● WHAT IS REQUIRED:
Each entry must appear again exactly as it does in the source.

[Dataset entries]
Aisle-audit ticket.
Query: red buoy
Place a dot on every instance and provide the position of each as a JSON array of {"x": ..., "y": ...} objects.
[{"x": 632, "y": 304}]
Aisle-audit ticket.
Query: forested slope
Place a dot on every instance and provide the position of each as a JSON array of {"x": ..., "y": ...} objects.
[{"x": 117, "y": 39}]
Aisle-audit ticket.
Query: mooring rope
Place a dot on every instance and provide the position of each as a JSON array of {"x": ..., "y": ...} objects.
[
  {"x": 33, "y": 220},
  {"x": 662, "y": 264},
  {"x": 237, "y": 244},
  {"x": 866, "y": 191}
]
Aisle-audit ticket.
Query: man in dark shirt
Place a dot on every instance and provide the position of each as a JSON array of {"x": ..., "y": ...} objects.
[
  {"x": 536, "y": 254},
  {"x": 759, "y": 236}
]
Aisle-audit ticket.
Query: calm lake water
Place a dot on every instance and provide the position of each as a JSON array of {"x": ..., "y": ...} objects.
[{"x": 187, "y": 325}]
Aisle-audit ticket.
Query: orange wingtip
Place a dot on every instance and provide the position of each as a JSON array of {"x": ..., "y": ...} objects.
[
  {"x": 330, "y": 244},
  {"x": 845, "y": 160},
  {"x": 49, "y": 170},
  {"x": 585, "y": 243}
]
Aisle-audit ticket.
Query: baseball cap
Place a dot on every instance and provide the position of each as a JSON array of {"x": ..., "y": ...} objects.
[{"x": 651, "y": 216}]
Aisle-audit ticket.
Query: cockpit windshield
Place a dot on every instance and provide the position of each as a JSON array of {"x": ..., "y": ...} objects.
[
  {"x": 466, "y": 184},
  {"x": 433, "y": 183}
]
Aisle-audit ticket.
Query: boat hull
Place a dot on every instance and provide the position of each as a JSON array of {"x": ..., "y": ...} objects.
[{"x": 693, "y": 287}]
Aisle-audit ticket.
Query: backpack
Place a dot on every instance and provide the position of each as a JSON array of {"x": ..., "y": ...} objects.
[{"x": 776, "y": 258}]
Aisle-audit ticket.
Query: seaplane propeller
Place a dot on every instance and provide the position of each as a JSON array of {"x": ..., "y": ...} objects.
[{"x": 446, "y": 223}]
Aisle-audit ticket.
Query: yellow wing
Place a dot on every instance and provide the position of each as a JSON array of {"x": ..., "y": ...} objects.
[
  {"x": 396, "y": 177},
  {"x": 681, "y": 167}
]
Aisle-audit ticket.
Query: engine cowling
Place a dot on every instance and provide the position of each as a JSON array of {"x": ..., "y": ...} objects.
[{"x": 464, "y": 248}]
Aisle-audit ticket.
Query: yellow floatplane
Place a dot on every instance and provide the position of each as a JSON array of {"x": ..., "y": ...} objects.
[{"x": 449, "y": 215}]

● FINAL RESULT:
Aisle-audit ticket.
Query: red buoy
Place a dot on every instance and provide the position of each as a JSON array of {"x": ..., "y": ...} objects.
[{"x": 632, "y": 304}]
Aisle-audit ticket.
Query: forested slope
Place a dot on every instance and provide the position of each as a JSON array of {"x": ..., "y": ...} objects.
[{"x": 117, "y": 39}]
Aisle-audit ticket.
Query: mooring rope
Place a dot on every instance and provide the position of each as a JSON array of {"x": ..., "y": ...} objects.
[
  {"x": 33, "y": 220},
  {"x": 662, "y": 264},
  {"x": 237, "y": 244},
  {"x": 866, "y": 191}
]
Aisle-audit ticket.
Query: man in dark shirt
Place a dot on every instance and provide the position of each as a JSON array of {"x": ..., "y": ...} objects.
[
  {"x": 536, "y": 254},
  {"x": 759, "y": 236}
]
Aisle-audit ticket.
Query: calm lake water
Place a dot on every instance and provide the position of each as a JSON array of {"x": ..., "y": ...} objects.
[{"x": 187, "y": 325}]
Aisle-audit ticket.
Query: orange wingtip
Place a dot on every instance and provide the position of each as a JSON array of {"x": ..., "y": ...} objects.
[
  {"x": 330, "y": 244},
  {"x": 845, "y": 160},
  {"x": 49, "y": 170},
  {"x": 585, "y": 243}
]
Aisle-audit ticket.
Query: baseball cap
Place a dot on every instance and provide the position of each as a JSON array of {"x": ..., "y": ...} objects.
[{"x": 651, "y": 216}]
Aisle-audit ticket.
Query: cockpit windshield
Place a dot on every instance and provide the position of each as a JSON array of {"x": ..., "y": ...} objects.
[
  {"x": 466, "y": 184},
  {"x": 433, "y": 183}
]
Aisle-audit ticket.
Query: boat hull
Place a dot on every instance and provide the position of each as a JSON array of {"x": ..., "y": ...} objects.
[{"x": 693, "y": 287}]
Aisle-audit ticket.
Query: backpack
Place a dot on every instance and provide the position of each as a JSON array of {"x": ..., "y": ...} objects.
[{"x": 776, "y": 258}]
Aisle-audit ticket.
Query: seaplane propeller
Place a dot on every instance and provide the position of each as a JSON array of {"x": ..., "y": ...} objects.
[{"x": 446, "y": 223}]
Aisle-audit ticket.
Query: yellow wing
Place a dot on every instance and provide the position of each as a JSON array of {"x": ..., "y": ...} objects.
[
  {"x": 396, "y": 177},
  {"x": 681, "y": 167}
]
Aisle-audit ticket.
Query: engine cowling
Place a dot on every instance and provide the position of each as a JSON array of {"x": ..., "y": ...} objects.
[{"x": 464, "y": 248}]
Aisle-audit ticket.
Query: yellow floatplane
Place a dot on every instance and provide the position of each as a JSON array of {"x": ..., "y": ...} objects.
[{"x": 449, "y": 215}]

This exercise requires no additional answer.